Tarefa 1 -
Responda com base no texto sobre linguagem e bioética:
(a) Quais termos não constam no Código de Ética Médica vigente?
(b) Em quantos princípios fundamentais consta o termo benefício?
(c) Segundo o texto, como fica a evidência científica validada sobre a beira do leito?
Tarefa 2 - Transcreva literalmente o trecho do texto sobre linguagem e bioética que começa com as palavras "Esta potencialidade provoca" e termina com "Bioética presta atenção.".

Texto base -

872- Linguagem e Bioética (Parte 5)

A Bioética da Beira do leito adverte que a linguagem principialista carrega imprecisões. Beneficência e maleficência são atributos do método, dá uma essência, uma qualidade, mas não uma precisão de realização. O benefício ou o malefício só acontecerá -ou não- após a aplicação. Assim, a beira do leito convive com evidência-base e com resultado-evidente. Os termos beneficência, maleficência e malefício não constam no Código de Ética Médica vigente. O termo benefício consta em quatro princípios fundamentais e em nenhum artigo.       Beneficio1

Ocorre um domínio da medicina baseada em evidências. Evidência é interpretação e qualificação do dado científico, é um atributo. Ao juízo da constatação científica (dado) agrega-se um juízo de valor. Os pesquisadores concluem e publicam passando pelo filtro da editoria. O poder da sociedade de especialidade, fundamentado por meio de um comitê, analisa o status de aproximação da verdade por uma mescla de profetismo (no sentido de um bem, um valor por vir a ser bom para o paciente) e dogmatismo (no sentido de a verdade a ser oferecida ao paciente), cuja reunião no âmbito da ciência perde os significados corriqueiros e ganha o de potencialidade de se realizar.

Esta potencialidade provoca um movimento. Ele inicia-se na interpretação de utilidade e eficácia e via diretrizes clínicas dirige-se para o médico como uma representação mental de beneficência, a seguir repassa-se ao paciente que processa o conhecimento ao seu modo de ver beneficência e maleficência, resultando o consentimento ou não à plausibilidade da interpretação científica. Assim, a evidência científica validada fica em suspensão sobre a beira do leito aguardando a precipitação – ou não. A Bioética presta atenção.

Há uma inquietação habitual na iminência de um Sim ou Não do paciente. Suponhamos um médico experiente e um paciente tábula rasa sobre as informações. O médico verbaliza o método recomendado, o paciente desconhece o procedimento mas aceita a sua existência. Deu-se uma forma de comunicação que limitou a medicina ao necessário. Foram palavras com significados e um sentido pragmático, portanto linguagem que ligou duas consciências.

Material -

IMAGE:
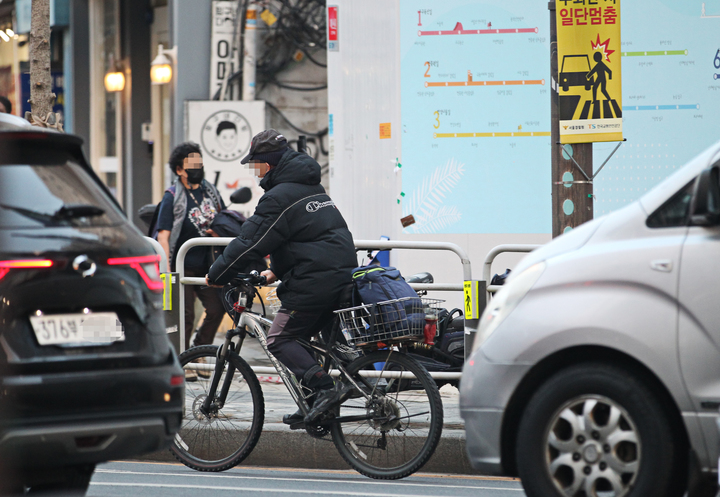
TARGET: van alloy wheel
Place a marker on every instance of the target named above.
(592, 448)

Resposta 1 -
(a) Beneficência, maleficência e malefício.
(b) Em quatro princípios fundamentais, e em nenhum artigo.
(c) Fica em suspensão, aguardando a precipitação, ou não.

Resposta 2 -
Esta potencialidade provoca um movimento. Ele inicia-se na interpretação de utilidade e eficácia e via diretrizes clínicas dirige-se para o médico como uma representação mental de beneficência, a seguir repassa-se ao paciente que processa o conhecimento ao seu modo de ver beneficência e maleficência, resultando o consentimento ou não à plausibilidade da interpretação científica. Assim, a evidência científica validada fica em suspensão sobre a beira do leito aguardando a precipitação – ou não. A Bioética presta atenção.